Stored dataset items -
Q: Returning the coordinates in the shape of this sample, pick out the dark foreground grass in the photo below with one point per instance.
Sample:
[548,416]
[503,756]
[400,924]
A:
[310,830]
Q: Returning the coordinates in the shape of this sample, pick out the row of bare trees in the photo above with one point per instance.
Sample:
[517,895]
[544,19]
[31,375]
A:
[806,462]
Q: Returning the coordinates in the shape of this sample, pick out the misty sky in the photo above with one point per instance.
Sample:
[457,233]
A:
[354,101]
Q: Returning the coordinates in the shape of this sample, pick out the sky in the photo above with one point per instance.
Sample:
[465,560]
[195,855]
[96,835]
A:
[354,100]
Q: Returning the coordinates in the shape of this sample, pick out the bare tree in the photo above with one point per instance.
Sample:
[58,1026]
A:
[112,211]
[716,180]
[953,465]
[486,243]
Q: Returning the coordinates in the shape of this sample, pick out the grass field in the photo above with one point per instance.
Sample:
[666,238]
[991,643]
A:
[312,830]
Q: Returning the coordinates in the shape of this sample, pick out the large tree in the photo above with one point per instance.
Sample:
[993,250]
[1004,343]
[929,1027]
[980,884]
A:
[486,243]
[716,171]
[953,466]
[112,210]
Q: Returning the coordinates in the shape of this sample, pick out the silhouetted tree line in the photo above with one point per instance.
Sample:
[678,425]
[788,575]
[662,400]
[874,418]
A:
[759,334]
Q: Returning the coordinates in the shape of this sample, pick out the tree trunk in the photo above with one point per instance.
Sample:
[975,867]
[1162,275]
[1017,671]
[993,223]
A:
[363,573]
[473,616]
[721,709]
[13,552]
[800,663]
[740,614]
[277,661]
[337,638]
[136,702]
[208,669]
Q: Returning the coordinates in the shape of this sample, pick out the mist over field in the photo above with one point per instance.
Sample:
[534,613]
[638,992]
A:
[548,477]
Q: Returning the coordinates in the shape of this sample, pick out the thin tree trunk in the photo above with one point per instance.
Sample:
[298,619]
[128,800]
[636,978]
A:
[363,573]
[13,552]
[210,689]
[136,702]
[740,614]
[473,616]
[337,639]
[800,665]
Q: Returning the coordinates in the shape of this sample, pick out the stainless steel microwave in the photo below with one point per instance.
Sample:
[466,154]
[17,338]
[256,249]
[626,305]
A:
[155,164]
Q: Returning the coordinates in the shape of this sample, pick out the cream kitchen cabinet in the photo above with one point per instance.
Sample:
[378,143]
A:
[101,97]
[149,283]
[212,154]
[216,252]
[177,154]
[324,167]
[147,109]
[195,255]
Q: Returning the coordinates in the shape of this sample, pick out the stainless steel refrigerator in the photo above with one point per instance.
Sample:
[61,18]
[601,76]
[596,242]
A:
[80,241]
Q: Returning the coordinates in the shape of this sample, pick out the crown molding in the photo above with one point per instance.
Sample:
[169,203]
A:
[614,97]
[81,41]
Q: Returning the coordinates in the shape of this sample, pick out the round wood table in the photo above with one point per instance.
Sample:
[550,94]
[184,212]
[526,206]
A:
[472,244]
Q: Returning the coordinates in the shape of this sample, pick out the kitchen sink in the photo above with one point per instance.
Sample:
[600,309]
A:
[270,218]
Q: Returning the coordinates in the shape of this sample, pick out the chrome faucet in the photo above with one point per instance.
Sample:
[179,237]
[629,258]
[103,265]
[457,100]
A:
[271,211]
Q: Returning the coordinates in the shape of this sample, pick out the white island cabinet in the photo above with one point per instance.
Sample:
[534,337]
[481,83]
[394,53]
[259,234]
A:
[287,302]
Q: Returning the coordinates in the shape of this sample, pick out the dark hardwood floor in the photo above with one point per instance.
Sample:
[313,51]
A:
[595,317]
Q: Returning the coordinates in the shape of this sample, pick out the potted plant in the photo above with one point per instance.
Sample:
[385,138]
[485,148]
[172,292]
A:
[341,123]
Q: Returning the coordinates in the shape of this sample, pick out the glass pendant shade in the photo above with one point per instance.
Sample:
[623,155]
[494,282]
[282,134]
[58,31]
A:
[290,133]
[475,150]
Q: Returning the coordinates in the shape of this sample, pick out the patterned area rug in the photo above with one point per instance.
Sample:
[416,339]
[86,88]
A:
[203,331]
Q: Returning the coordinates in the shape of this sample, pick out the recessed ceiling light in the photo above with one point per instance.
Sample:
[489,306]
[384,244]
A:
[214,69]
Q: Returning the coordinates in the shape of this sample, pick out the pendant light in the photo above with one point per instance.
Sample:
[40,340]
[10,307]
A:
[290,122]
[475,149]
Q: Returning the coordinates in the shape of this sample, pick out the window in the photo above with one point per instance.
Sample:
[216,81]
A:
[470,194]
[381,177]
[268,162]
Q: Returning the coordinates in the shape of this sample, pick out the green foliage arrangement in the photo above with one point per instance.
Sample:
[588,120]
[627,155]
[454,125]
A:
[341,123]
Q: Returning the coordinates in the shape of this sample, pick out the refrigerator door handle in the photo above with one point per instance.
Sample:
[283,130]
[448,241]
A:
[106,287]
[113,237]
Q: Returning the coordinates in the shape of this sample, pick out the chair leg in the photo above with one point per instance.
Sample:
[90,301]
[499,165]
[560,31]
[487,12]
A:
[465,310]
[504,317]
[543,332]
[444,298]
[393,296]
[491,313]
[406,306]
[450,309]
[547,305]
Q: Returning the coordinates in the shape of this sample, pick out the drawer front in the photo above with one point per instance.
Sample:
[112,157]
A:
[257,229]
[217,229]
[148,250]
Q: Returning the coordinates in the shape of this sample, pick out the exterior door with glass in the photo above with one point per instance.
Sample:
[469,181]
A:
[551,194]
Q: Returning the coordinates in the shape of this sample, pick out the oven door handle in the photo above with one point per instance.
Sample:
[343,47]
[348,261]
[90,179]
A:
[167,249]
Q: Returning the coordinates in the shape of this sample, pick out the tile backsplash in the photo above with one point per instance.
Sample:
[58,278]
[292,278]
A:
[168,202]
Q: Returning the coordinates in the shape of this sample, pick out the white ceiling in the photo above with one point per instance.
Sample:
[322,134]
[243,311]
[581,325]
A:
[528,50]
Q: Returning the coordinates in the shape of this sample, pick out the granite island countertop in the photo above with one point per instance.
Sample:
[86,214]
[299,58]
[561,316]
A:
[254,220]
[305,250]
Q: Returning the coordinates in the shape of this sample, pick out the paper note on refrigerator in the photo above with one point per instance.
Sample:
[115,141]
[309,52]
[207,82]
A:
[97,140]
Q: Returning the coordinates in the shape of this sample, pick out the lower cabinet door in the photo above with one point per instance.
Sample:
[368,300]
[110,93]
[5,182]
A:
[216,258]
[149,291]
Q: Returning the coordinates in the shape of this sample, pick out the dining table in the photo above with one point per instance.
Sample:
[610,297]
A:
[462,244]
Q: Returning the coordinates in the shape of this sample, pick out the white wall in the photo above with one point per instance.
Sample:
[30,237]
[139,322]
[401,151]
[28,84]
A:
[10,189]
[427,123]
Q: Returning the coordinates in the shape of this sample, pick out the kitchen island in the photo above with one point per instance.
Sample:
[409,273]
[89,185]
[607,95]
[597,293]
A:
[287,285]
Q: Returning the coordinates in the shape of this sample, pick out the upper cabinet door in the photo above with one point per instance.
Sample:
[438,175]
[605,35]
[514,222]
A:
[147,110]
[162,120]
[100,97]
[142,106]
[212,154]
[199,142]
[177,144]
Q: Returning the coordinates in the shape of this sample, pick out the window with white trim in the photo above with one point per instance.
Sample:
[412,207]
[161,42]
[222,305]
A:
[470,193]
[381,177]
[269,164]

Exercise description - Reproduce all of the records, keeping every character unchanged.

Exercise answer -
Q: Returning the coordinates in the shape of this sample, pick out the dark foreground grass in the photo below with one point per instance.
Sample:
[548,416]
[503,756]
[400,924]
A:
[310,830]
Q: Returning the coordinates in the shape of this sample, pick out the row of bare trees in the photo above with one point per instance.
Sample:
[517,895]
[544,19]
[31,375]
A:
[806,462]
Q: Returning the coordinates in the shape of this sample, pick out the misty sky in the photo above with one point per instance.
Sample:
[457,233]
A:
[354,101]
Q: Returning the coordinates in the shape of this sample, pick out the sky in the photo above with one point per instance.
Sample:
[465,560]
[195,855]
[96,835]
A:
[354,100]
Q: Returning the coordinates in the shape of this sample, pick out the bare tree in the photo above with one point per instance.
Sample:
[58,1026]
A:
[112,211]
[716,180]
[953,465]
[486,243]
Q: Returning the coordinates in the shape of this sample, pick out the grass field in the photo above with one point per instance.
Sample:
[666,238]
[991,643]
A:
[312,830]
Q: Returning the coordinates in the shape of this sample, pick out the large tree in the photo above with one point per instance.
Sample:
[993,250]
[1004,343]
[929,1027]
[980,884]
A:
[486,243]
[716,171]
[953,466]
[112,210]
Q: Returning the coordinates in the shape of this sample, pick out the silhouetted tree line in the photo above with one point per instance.
Sample:
[678,425]
[788,575]
[662,400]
[874,418]
A:
[759,334]
Q: Returning the coordinates in the shape of this sample, pick out the tree trunk in the photo above with one point per instance.
Sample:
[975,867]
[1162,275]
[1017,671]
[993,223]
A:
[363,573]
[473,616]
[721,709]
[13,552]
[800,663]
[740,614]
[277,661]
[337,638]
[136,702]
[208,669]
Q: Returning the coordinates in the shape of this sample, pick out the mist over field in the photo above with one point per instance.
Sample:
[534,613]
[638,992]
A:
[548,477]
Q: Returning the coordinates in the shape of this sample, pick out the thin tree trunk in the photo above with one point per instance.
Sample:
[298,619]
[128,800]
[636,978]
A:
[363,573]
[13,552]
[210,689]
[136,702]
[740,614]
[473,616]
[337,639]
[800,665]
Q: Returning the coordinates in the shape of this sample, pick out the stainless steel microwave in the photo below with one point per instance.
Sample:
[466,154]
[17,338]
[256,249]
[626,305]
A:
[155,164]
Q: Returning the coordinates in the shape of this sample, pick out the cream kitchen cabinet in the photo above with one point per instance.
Sample:
[378,143]
A:
[101,97]
[149,283]
[212,154]
[216,252]
[177,154]
[324,167]
[147,109]
[195,255]
Q: Returning the coordinates in the shape of this sample, pick out the stainless steel refrigerator in the photo above with one point per instance.
Sample:
[61,18]
[601,76]
[596,242]
A:
[80,241]
Q: Returning the coordinates in the shape of this sample, pick out the crown molding in the photo above with one point per instance.
Sample:
[169,203]
A:
[614,97]
[81,41]
Q: Returning the coordinates in the shape of this sample, pick out the round wood table in the photo above with one point per instance.
Sample:
[550,94]
[184,212]
[526,206]
A:
[472,244]
Q: Returning the coordinates in the shape of this sample, pick out the kitchen sink in the photo above with one point per instance.
Sample:
[600,309]
A:
[270,218]
Q: Returning the coordinates in the shape of this sample, pick out the chrome faucet in the photo above with one point per instance.
Sample:
[179,237]
[629,258]
[103,265]
[457,100]
A:
[271,211]
Q: Returning the coordinates in the shape of this sample, pick out the white island cabinet in the photo above with one point per instance.
Sample:
[534,337]
[481,83]
[394,53]
[259,234]
A:
[287,302]
Q: Returning the coordinates in the shape of this sample, pick out the dark hardwood floor in the photo above with one point per instance.
Sample:
[313,51]
A:
[595,317]
Q: Returning the coordinates in the shape of this sample, pick out the potted plant in the photo above with one point per instance.
Sample:
[385,138]
[485,148]
[172,292]
A:
[341,123]
Q: Returning the coordinates in the shape of this sample, pick out the glass pendant shade in the photo above with one point per instance.
Sample:
[623,155]
[494,282]
[282,134]
[58,31]
A:
[290,133]
[475,150]
Q: Returning the coordinates in the shape of this sample, pick out the patterned area rug in the photo above with one point per instance.
Sample:
[416,339]
[86,88]
A:
[203,331]
Q: Returning the coordinates in the shape of this sample, pick out the recessed ceiling light in the photo above with one point per instance.
Sample:
[489,306]
[384,244]
A:
[214,69]
Q: Returning the coordinates in the shape of this sample, pick out the pendant light in the photo above with one point per instance.
Sample:
[40,340]
[10,307]
A:
[290,122]
[475,149]
Q: Returning the coordinates in the shape of this sample, pick out the window in the photo above with one point per instance.
Sample:
[216,81]
A:
[470,194]
[381,177]
[268,162]
Q: Returning the coordinates in the shape of this sample, pick out the green foliage arrangement in the photo above with one point per instance.
Sample:
[588,120]
[627,155]
[454,125]
A:
[341,123]
Q: Returning the coordinates in the shape of this sample, pick out the refrigerator door handle in the photo above with one point per instance.
Sample:
[283,130]
[448,241]
A:
[106,287]
[113,237]
Q: Returning the coordinates in the shape of this sample, pick out the chair leg in the photo above with one point per instance.
Sample:
[90,301]
[499,165]
[560,31]
[487,12]
A:
[465,310]
[504,317]
[543,332]
[444,298]
[393,296]
[491,313]
[406,306]
[450,309]
[547,305]
Q: Returning the coordinates in the shape of this sample, pick out the drawer front in the photo above with one point per instance.
Sample:
[112,157]
A:
[257,229]
[217,229]
[148,250]
Q: Returning the coordinates in the shape of this sample, pick out the exterior door with glass in the photo above with one point per instance.
Sample:
[469,181]
A:
[551,194]
Q: Returning the coordinates in the shape of this sample, pick out the oven door handle in the photo above with one point per instance.
Sample:
[343,47]
[348,261]
[90,179]
A:
[167,249]
Q: Returning the coordinates in the shape of this sample, pick out the tile backsplash in the photo above with one point per instance.
Sample:
[58,278]
[292,278]
A:
[168,202]
Q: Returning the coordinates in the shape of this sample, pick out the white ceiling in the photo above with one point per instance.
Sample:
[322,134]
[243,311]
[581,325]
A:
[528,50]
Q: Returning the coordinates in the shape of this sample, pick out the granite island countertop in the photo above with one point per instance.
Sample:
[86,214]
[299,58]
[561,316]
A:
[254,220]
[305,250]
Q: Returning the coordinates in the shape of this sample, pick out the paper note on refrigerator in the photo above with one point per instance.
Sample:
[115,141]
[309,52]
[207,82]
A:
[97,140]
Q: Returning the coordinates in the shape of this sample, pick out the lower cabinet door in the photo above with one point per instance.
Sample:
[368,300]
[110,93]
[5,182]
A:
[216,258]
[149,291]
Q: Returning the coordinates in the shape of this sample, pick out the dining table in the photo above with one point per instance.
Sample:
[610,297]
A:
[462,244]
Q: Returning the coordinates in the shape of this sample, pick out the white wall in the photo above with one point per instance.
Sample:
[30,237]
[139,322]
[401,151]
[28,84]
A:
[10,189]
[427,123]
Q: Returning the coordinates in the shape of this sample, pick out the kitchen island in the photo above with one point per instance.
Sample:
[409,273]
[89,185]
[607,95]
[597,293]
A:
[287,285]
Q: Returning the coordinates in the shape of this sample, pick out the upper cabinet door in the photo above with one point per instance.
Sample:
[438,175]
[605,35]
[514,222]
A:
[147,110]
[162,120]
[100,97]
[142,106]
[212,154]
[199,142]
[177,144]
Q: Returning the coordinates in the shape of this sample, pick out the window with white trim in the photo above with one point per instance.
Sample:
[412,207]
[161,42]
[222,305]
A:
[470,193]
[381,177]
[269,164]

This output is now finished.